> _Exercise inputs_:

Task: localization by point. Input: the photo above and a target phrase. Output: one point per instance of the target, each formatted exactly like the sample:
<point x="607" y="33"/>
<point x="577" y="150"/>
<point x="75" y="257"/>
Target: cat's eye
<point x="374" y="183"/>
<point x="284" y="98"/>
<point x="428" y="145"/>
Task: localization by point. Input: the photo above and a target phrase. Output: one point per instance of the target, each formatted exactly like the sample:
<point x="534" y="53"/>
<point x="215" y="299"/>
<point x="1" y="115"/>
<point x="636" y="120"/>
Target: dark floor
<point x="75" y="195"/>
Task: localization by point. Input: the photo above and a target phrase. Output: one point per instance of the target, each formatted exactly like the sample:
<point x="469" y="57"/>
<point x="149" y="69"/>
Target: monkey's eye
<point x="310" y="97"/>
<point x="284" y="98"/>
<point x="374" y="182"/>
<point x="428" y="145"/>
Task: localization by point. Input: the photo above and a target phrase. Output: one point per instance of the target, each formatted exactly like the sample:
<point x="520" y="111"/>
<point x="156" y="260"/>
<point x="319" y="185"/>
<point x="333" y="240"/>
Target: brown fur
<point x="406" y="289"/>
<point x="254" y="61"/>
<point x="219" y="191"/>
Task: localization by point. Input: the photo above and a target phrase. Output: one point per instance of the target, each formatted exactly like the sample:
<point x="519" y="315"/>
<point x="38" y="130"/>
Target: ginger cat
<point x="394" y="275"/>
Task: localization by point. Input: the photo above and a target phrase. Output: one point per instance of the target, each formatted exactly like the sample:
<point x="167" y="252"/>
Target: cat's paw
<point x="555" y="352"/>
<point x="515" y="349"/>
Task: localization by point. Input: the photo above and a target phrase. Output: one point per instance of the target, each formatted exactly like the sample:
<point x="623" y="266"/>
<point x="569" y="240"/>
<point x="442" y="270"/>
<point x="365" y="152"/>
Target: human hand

> _What is required_: Reproduce every entry above without a single alteration.

> _Written answer_:
Task: localization by point. Input: the photo above and a target phrase. Output: one point per instance of the target, each formatted exactly like the sample:
<point x="607" y="33"/>
<point x="577" y="150"/>
<point x="75" y="257"/>
Target: cat's eye
<point x="374" y="183"/>
<point x="284" y="98"/>
<point x="428" y="145"/>
Task: localization by point. Input: the photo above and a target phrase. Output: one point per instance of the target, each formatted exactly like the sample:
<point x="534" y="53"/>
<point x="215" y="299"/>
<point x="1" y="115"/>
<point x="636" y="120"/>
Target: dark floor
<point x="75" y="195"/>
Task: localization by point. Input: the photo above and a target phrase. Output: one point per instance of the target, each formatted exactly like the sample:
<point x="469" y="57"/>
<point x="149" y="69"/>
Target: monkey's eye
<point x="310" y="97"/>
<point x="284" y="98"/>
<point x="374" y="182"/>
<point x="428" y="145"/>
Task: localization by point. Input: the photo above and a target phrase. Output: one point per instance of the target, each formatted exactly like the sample:
<point x="520" y="111"/>
<point x="156" y="260"/>
<point x="319" y="185"/>
<point x="333" y="240"/>
Target: brown fur
<point x="406" y="289"/>
<point x="254" y="61"/>
<point x="219" y="191"/>
Task: localization by point. Input: the photo above and a target phrase. Output: one point per instance of the target, each formatted exactly like the sample:
<point x="519" y="315"/>
<point x="38" y="130"/>
Target: ginger cat
<point x="394" y="275"/>
Task: localization by point. Input: the photo above and a target phrase. Output: one point per instance of the target, each formatted exactly like the sample:
<point x="167" y="252"/>
Target: cat's paw
<point x="555" y="352"/>
<point x="515" y="349"/>
Task: localization by point. Input: the photo above and a target phrase. Output: one point per instance of the target, each formatted exactly like the sample:
<point x="623" y="266"/>
<point x="569" y="240"/>
<point x="442" y="270"/>
<point x="365" y="152"/>
Target: human hand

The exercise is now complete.